• **Brano di lettura**:
* * * * * * *

Se Harold fosse un uomo religioso, dotato di una fede luminosa e granitica, avrebbe le sembianze di un voto questo suo mettersi in cammino per impedire a Queenie di morire, per compiere un miracolo rovesciando le previsioni della scienza. Ma Harold non possiede alcuna fede, e nemmeno solide convinzioni: è solo un piccolo uomo stanco, da troppo tempo paralizzato dai sensi di colpa e rinchiuso nella sua vita come dentro il guscio di una tartaruga. Un uomo che un giorno decide di fare una scommessa assurda, perché si rende conto che a volte bisogna proprio cambiare per non morire.

* * * * * * *

• **Consegna a**: Trascrivi dal brano su Harold il tratto che va da "Se Harold fosse" fino a "per non morire.".
Il brano e i record sono materiali distinti, senza legami tra loro.

[Un blocco di dati]
* * * * * * *

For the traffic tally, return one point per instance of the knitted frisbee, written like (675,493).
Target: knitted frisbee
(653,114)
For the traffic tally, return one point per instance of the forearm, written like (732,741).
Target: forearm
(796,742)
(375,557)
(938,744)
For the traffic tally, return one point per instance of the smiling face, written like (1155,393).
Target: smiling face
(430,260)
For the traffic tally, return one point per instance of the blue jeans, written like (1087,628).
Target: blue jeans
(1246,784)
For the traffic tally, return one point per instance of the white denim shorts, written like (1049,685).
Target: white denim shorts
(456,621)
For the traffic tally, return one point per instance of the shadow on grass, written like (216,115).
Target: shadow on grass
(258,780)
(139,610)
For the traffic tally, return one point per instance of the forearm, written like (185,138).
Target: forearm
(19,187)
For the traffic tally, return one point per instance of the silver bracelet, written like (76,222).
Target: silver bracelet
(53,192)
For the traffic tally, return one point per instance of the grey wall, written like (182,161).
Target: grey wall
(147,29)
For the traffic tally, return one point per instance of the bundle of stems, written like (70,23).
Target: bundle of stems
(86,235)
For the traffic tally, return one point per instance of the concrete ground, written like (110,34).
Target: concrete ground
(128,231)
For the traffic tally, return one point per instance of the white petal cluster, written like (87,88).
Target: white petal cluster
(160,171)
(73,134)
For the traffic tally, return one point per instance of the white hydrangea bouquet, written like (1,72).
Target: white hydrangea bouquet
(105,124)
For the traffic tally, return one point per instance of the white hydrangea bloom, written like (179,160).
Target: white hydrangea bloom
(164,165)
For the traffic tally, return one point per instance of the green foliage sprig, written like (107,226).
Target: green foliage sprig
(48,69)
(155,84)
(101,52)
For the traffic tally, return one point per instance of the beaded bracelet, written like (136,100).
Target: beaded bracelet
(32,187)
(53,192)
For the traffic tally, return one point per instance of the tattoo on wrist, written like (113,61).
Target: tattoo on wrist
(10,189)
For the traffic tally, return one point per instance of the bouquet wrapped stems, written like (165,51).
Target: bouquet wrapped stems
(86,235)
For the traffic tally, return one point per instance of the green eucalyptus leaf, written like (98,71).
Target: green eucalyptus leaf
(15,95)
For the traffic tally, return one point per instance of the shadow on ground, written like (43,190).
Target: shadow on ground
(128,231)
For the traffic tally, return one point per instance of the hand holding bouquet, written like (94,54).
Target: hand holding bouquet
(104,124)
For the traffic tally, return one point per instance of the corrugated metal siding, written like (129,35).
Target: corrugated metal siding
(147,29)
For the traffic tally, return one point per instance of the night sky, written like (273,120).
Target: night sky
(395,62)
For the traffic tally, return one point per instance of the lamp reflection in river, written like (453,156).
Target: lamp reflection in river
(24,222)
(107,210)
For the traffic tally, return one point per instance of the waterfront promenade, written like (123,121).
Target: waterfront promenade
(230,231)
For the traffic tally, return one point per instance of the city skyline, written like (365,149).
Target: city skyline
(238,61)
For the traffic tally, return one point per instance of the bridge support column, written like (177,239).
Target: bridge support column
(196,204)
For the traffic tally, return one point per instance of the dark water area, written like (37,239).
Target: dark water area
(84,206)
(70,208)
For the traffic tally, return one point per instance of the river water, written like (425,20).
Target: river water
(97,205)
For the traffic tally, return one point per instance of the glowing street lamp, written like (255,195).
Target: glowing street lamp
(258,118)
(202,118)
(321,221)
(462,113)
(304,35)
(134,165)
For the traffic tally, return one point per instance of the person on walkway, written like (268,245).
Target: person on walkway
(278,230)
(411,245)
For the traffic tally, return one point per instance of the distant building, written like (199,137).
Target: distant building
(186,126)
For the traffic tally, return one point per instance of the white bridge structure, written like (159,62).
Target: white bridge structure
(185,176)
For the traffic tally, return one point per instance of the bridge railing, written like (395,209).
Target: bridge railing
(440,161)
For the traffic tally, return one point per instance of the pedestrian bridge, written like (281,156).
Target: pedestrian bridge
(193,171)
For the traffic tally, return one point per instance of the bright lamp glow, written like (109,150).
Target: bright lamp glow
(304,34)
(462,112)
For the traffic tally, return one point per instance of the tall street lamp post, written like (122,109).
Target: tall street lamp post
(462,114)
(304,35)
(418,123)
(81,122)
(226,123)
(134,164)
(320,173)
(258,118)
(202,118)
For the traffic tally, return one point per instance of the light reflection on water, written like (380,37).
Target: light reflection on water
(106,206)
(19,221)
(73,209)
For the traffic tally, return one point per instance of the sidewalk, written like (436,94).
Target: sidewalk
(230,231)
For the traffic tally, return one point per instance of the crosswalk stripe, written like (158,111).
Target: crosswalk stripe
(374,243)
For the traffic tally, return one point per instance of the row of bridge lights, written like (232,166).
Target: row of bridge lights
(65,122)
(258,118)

* * * * * * *

• **Consegna b**: Trova nei record ogni riga che contiene la stringa "lamp" e riportala. Maiuscole e minuscole fanno differenza.

• **Risposta completa a**:
Se Harold fosse un uomo religioso, dotato di una fede luminosa e granitica, avrebbe le sembianze di un voto questo suo mettersi in cammino per impedire a Queenie di morire, per compiere un miracolo rovesciando le previsioni della scienza. Ma Harold non possiede alcuna fede, e nemmeno solide convinzioni: è solo un piccolo uomo stanco, da troppo tempo paralizzato dai sensi di colpa e rinchiuso nella sua vita come dentro il guscio di una tartaruga. Un uomo che un giorno decide di fare una scommessa assurda, perché si rende conto che a volte bisogna proprio cambiare per non morire.

• **Risposta completa b**:
For the traffic tally, return one point per instance of the lamp reflection in river, written like (453,156).
Target: lamp reflection in river
For the traffic tally, return one point per instance of the glowing street lamp, written like (255,195).
Target: glowing street lamp
For the traffic tally, return one point per instance of the bright lamp glow, written like (109,150).
Target: bright lamp glow
For the traffic tally, return one point per instance of the tall street lamp post, written like (122,109).
Target: tall street lamp post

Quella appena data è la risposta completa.